▶ PROBLEM DETAILS: Gather every line from the rows that contains the word "wooden" and list each one as it appears.

## START DATASET

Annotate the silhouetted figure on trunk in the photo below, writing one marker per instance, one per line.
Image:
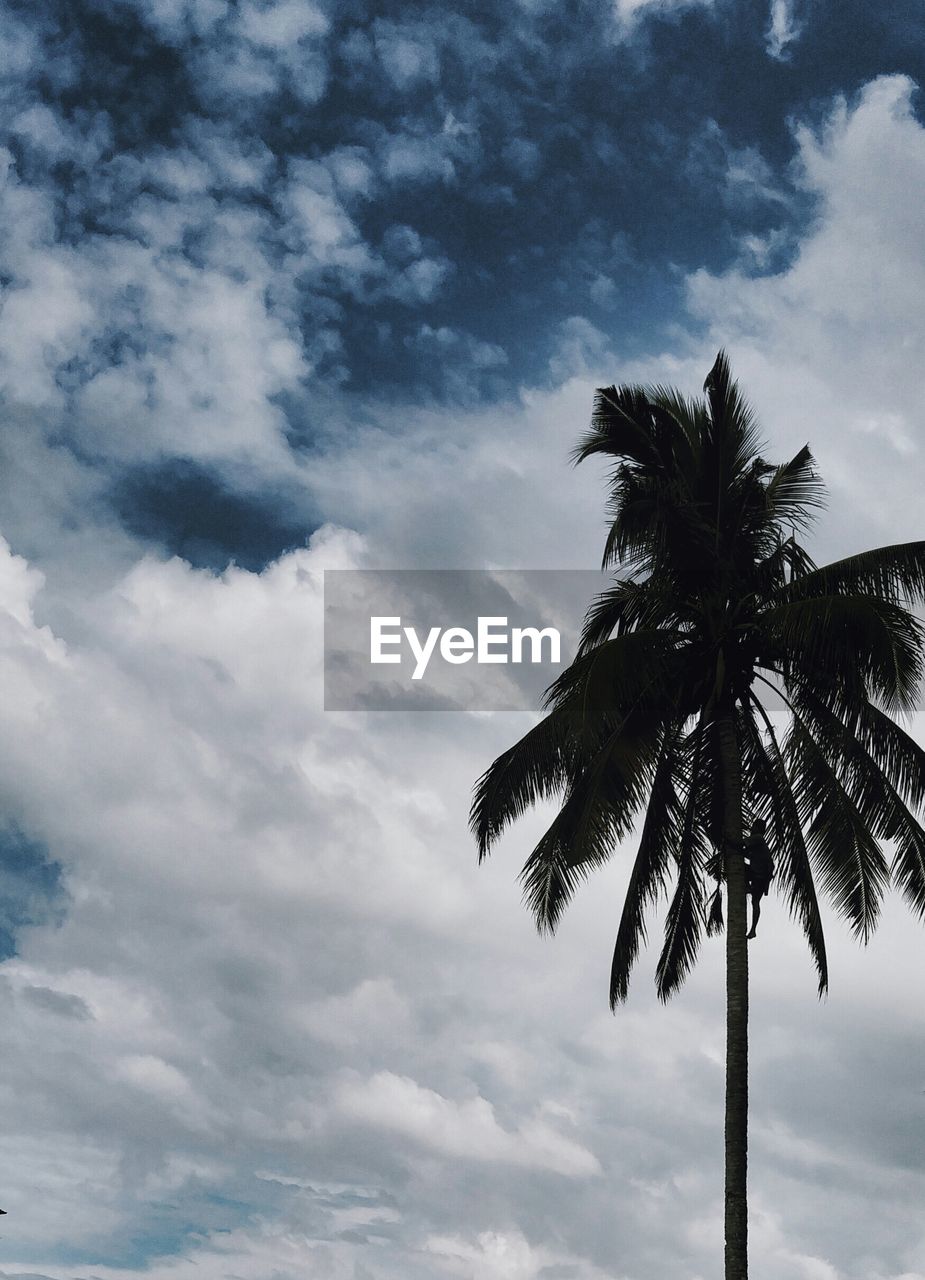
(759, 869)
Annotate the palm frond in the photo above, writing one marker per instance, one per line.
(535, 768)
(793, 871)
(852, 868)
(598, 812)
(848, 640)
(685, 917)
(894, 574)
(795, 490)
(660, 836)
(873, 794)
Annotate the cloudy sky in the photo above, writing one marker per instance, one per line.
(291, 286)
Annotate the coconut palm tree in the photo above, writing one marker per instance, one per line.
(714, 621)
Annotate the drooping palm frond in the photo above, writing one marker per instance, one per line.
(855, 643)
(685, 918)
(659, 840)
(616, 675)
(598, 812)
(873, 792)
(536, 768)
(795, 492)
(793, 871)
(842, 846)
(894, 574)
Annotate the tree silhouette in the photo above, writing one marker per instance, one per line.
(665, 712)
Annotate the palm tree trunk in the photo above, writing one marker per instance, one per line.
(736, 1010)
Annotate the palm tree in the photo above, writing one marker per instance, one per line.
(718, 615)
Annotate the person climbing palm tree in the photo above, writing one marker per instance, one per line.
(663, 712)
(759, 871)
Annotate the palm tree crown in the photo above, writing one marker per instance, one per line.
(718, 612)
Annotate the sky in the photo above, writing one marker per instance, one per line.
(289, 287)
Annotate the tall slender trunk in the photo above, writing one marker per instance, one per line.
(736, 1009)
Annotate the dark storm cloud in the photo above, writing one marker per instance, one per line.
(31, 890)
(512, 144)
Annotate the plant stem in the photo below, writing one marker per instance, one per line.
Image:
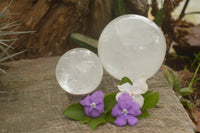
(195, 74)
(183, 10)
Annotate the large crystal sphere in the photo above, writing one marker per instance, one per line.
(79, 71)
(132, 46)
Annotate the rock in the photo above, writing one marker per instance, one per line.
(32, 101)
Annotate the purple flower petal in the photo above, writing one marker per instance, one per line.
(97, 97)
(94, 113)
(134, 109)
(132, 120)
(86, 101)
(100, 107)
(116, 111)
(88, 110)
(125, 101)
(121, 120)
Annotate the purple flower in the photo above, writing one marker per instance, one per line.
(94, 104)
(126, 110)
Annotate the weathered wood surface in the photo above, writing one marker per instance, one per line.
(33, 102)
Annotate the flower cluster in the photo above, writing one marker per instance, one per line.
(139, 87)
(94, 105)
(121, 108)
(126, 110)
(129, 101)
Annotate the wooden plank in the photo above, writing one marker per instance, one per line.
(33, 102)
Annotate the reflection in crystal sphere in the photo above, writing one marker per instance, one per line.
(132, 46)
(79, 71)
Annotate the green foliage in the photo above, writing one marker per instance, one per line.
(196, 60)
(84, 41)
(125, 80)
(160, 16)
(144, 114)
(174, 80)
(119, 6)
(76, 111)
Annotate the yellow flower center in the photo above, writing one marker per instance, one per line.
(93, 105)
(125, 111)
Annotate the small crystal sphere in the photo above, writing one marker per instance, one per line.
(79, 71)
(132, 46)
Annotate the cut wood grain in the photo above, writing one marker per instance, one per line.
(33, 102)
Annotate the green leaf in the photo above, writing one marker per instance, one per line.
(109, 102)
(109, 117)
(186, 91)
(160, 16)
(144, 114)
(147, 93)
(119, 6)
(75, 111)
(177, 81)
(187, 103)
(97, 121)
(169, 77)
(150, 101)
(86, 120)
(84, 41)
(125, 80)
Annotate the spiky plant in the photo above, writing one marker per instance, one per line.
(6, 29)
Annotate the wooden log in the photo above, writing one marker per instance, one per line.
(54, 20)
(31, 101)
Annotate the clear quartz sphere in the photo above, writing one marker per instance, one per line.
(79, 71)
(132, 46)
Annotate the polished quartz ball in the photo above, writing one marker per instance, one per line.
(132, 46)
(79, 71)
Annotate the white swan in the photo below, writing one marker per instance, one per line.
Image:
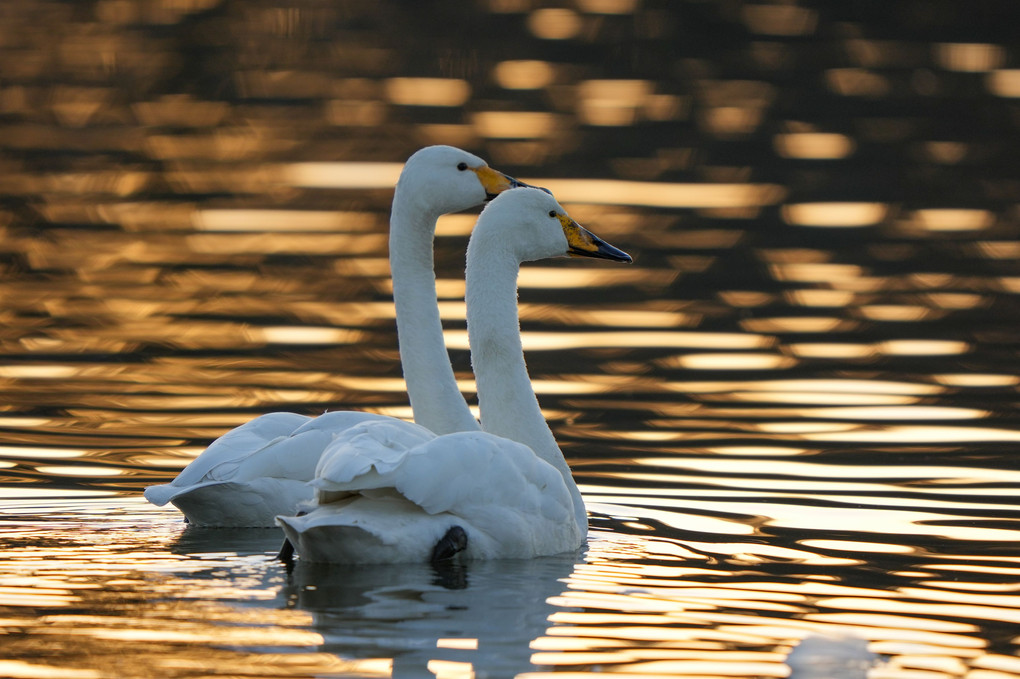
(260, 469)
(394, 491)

## END DATASET
## START DATASET

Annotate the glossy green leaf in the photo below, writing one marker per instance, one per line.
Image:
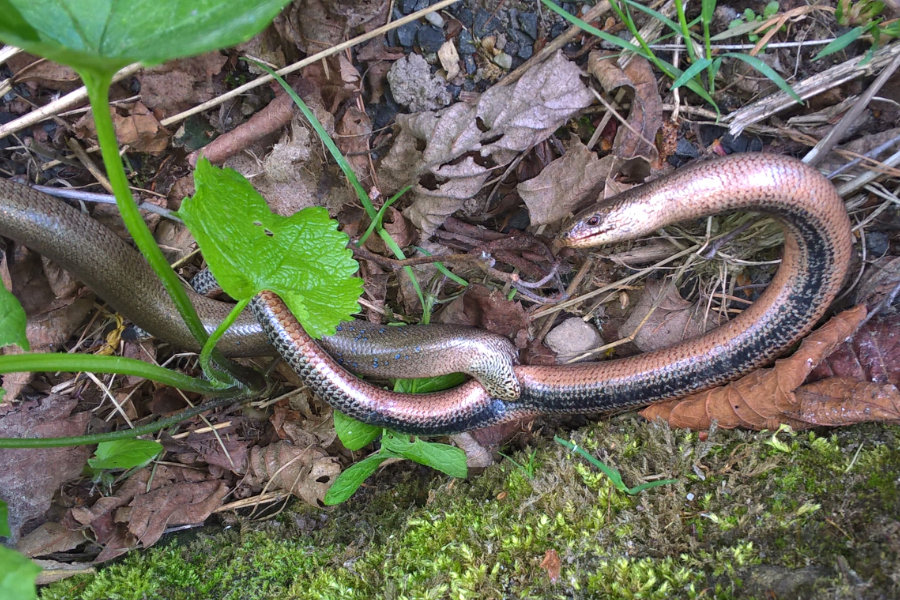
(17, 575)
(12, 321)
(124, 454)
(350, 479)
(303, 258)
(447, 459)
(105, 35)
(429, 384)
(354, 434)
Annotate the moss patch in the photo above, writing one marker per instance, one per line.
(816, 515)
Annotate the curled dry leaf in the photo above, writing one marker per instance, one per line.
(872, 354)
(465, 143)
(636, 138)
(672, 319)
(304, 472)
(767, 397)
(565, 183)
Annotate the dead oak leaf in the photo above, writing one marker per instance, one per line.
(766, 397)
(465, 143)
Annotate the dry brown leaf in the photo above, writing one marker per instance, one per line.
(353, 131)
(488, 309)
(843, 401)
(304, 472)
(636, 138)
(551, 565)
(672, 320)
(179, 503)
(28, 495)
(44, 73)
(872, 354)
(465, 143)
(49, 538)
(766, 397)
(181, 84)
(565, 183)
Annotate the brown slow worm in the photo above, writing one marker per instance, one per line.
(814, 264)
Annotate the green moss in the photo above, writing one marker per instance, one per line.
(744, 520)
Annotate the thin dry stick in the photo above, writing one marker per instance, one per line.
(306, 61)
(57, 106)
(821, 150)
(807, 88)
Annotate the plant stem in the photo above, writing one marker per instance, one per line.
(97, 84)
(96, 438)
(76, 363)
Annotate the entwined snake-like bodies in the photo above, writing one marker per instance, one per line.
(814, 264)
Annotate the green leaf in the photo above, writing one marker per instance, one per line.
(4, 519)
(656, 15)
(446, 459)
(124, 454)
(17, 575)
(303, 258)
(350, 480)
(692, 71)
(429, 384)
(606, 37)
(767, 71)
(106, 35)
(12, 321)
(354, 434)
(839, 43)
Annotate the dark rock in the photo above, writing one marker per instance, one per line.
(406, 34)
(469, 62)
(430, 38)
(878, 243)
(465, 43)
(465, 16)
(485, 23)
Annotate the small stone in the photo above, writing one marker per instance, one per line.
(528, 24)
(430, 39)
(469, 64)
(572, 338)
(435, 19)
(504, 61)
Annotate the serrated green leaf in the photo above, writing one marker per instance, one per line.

## END DATASET
## START DATASET

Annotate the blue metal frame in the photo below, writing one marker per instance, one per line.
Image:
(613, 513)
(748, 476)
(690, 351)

## END DATASET

▶ CORRECT RESULT:
Annotate the wooden plank in the photo above, writing one marker per instance, one per line.
Annotate the wooden log in the photo above, writing one marker per instance, one per line.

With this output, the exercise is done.